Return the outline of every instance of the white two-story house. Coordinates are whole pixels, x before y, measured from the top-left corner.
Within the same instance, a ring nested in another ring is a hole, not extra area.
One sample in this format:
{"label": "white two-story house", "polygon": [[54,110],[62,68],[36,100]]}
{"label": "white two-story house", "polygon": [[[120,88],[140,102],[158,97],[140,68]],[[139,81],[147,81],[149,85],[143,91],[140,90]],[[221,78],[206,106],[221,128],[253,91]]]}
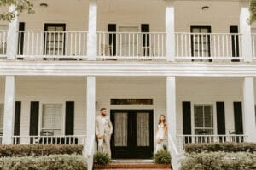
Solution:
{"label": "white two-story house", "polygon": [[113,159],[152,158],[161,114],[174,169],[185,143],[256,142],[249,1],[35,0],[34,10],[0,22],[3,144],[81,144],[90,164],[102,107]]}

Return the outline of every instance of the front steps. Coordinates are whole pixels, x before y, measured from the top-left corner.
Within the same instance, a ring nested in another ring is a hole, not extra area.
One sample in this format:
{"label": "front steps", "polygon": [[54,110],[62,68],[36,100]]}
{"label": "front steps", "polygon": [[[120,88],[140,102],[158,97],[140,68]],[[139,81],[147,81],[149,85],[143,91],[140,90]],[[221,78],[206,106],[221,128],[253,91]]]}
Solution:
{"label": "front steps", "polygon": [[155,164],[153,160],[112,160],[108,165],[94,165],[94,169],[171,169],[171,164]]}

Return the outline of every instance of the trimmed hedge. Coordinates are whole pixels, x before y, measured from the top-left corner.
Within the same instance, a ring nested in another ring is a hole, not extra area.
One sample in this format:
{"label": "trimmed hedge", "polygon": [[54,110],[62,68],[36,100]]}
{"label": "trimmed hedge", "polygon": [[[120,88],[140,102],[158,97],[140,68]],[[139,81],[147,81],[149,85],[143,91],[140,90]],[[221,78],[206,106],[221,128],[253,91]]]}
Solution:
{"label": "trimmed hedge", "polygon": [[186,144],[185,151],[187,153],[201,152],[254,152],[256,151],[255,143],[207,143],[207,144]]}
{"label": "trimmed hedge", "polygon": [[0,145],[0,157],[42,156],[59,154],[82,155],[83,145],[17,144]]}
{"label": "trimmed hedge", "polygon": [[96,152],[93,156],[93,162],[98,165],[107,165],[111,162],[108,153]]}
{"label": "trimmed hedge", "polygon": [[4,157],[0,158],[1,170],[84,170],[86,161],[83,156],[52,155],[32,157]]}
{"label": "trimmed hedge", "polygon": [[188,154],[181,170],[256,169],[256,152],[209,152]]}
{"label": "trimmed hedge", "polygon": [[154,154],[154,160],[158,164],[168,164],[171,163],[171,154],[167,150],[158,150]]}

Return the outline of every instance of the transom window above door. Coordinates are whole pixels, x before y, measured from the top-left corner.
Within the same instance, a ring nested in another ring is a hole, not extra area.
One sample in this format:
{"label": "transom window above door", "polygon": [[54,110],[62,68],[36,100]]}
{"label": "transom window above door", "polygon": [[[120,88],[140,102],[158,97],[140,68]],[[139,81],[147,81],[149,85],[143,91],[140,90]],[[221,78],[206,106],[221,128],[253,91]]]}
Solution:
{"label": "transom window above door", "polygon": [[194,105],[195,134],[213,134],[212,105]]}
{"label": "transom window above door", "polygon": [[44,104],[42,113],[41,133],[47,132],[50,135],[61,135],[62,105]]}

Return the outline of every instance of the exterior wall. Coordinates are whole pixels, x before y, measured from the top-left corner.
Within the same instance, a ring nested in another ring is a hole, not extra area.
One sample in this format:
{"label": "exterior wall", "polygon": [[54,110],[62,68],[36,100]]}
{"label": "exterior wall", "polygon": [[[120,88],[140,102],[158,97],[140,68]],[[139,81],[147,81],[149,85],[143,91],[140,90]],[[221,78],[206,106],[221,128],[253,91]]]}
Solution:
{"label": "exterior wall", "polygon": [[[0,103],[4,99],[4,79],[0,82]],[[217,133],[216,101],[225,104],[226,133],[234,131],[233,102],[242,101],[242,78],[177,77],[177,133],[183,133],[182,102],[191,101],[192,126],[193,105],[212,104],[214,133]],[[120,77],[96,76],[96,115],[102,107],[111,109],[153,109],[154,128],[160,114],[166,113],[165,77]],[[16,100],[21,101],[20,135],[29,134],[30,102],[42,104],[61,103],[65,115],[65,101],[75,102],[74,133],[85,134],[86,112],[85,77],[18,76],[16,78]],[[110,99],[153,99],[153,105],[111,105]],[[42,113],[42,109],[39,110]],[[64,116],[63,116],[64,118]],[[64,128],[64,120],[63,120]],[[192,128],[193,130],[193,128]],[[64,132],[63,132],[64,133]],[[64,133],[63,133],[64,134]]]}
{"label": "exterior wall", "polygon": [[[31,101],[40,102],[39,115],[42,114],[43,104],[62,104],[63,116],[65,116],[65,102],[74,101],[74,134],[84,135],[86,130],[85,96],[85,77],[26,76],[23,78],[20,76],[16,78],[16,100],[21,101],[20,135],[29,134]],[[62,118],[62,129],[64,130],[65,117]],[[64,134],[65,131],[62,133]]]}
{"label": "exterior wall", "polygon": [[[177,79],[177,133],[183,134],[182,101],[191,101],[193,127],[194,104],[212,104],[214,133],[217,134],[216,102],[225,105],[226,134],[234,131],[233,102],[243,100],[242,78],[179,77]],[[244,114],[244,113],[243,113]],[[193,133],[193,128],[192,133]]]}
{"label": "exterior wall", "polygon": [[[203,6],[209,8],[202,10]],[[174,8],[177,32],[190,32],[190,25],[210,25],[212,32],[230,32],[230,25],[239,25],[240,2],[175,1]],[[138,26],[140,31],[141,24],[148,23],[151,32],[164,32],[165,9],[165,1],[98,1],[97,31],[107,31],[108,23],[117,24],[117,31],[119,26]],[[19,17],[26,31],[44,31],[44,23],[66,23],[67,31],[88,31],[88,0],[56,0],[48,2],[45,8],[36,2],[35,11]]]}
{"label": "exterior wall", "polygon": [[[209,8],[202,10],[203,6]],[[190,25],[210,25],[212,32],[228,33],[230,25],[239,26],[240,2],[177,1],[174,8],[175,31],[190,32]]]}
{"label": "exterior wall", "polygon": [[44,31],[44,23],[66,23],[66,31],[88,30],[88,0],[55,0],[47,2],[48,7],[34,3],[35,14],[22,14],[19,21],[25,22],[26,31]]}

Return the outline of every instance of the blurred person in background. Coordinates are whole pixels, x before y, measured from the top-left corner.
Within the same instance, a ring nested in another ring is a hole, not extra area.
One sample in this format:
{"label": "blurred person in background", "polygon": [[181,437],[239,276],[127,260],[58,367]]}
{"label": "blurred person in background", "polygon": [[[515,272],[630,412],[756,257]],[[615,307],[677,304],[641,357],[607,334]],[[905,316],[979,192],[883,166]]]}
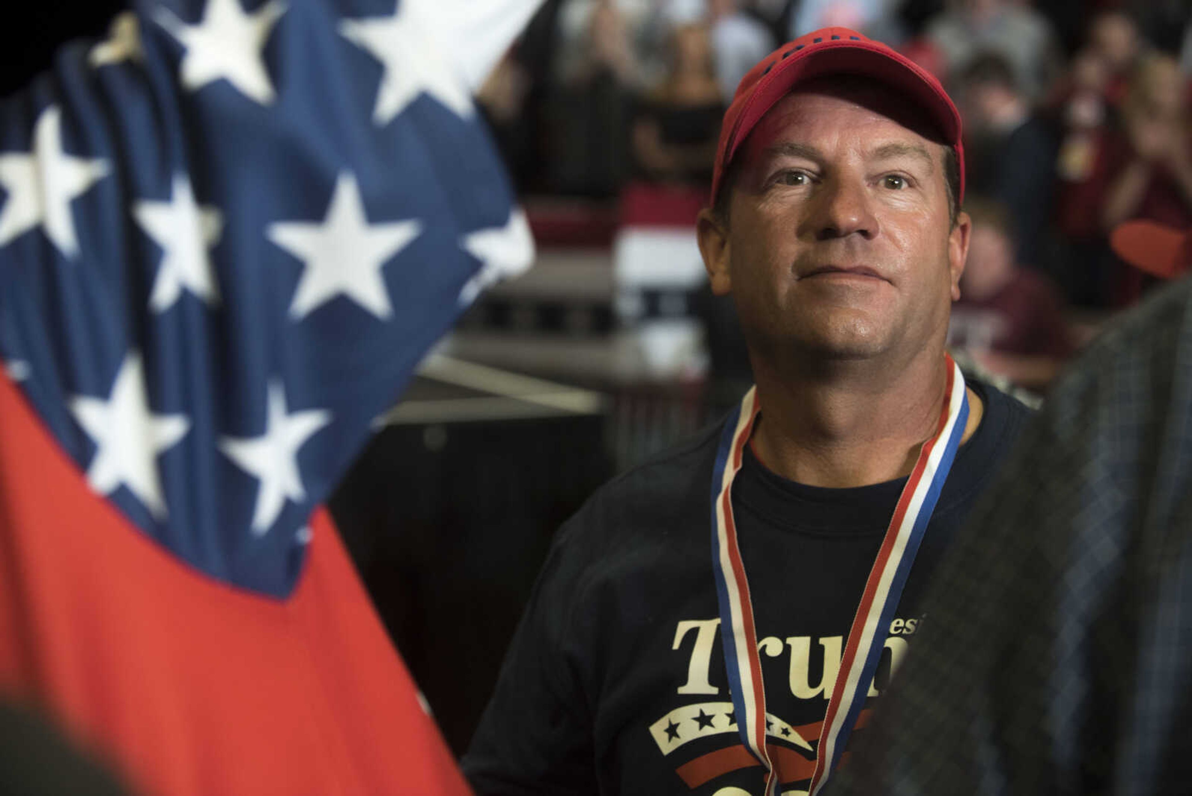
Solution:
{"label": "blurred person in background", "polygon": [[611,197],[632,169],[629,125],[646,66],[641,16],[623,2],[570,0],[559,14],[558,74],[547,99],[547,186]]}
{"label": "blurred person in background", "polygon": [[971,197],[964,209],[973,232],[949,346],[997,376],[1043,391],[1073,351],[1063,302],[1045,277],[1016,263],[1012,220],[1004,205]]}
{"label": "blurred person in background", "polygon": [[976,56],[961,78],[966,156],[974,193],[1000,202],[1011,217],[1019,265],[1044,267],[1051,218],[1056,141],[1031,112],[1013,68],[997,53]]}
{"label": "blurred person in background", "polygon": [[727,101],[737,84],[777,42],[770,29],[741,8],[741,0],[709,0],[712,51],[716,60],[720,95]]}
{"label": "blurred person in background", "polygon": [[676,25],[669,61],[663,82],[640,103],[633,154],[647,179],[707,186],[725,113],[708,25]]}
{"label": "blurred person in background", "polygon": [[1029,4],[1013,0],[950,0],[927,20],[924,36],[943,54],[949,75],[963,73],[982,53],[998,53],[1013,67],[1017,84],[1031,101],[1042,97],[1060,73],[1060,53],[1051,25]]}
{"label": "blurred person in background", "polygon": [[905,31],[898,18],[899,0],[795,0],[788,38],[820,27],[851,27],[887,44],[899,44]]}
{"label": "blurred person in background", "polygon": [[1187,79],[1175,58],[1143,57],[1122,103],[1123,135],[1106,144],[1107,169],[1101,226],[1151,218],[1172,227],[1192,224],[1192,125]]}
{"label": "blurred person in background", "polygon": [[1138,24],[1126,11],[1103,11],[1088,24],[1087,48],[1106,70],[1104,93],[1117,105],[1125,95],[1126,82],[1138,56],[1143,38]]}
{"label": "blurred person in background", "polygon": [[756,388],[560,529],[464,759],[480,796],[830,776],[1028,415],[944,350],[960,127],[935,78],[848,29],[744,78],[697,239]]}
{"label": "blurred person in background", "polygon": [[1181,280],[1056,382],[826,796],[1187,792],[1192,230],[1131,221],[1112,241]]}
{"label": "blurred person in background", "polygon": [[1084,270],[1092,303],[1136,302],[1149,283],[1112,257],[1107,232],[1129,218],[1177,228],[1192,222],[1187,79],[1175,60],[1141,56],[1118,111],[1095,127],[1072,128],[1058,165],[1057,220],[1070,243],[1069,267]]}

_INSTRUCTION_
Identify every line in the rows above that contains the string "transom" and copy each one in full. Match case exactly.

_RESULT BELOW_
Return the outline of every instance of the transom window above door. Coordinates are whole pixels, x before y, measured from the top-left corner.
{"label": "transom window above door", "polygon": [[54,110],[62,68],[36,100]]}
{"label": "transom window above door", "polygon": [[[120,88],[140,102],[158,97],[140,68]],[[139,81],[147,81],[149,85],[143,91],[140,90]],[[221,78],[206,106],[221,128],[253,91]]]}
{"label": "transom window above door", "polygon": [[194,105],[195,134],[213,134],[212,105]]}
{"label": "transom window above door", "polygon": [[44,104],[42,113],[41,133],[47,132],[50,135],[61,135],[62,105]]}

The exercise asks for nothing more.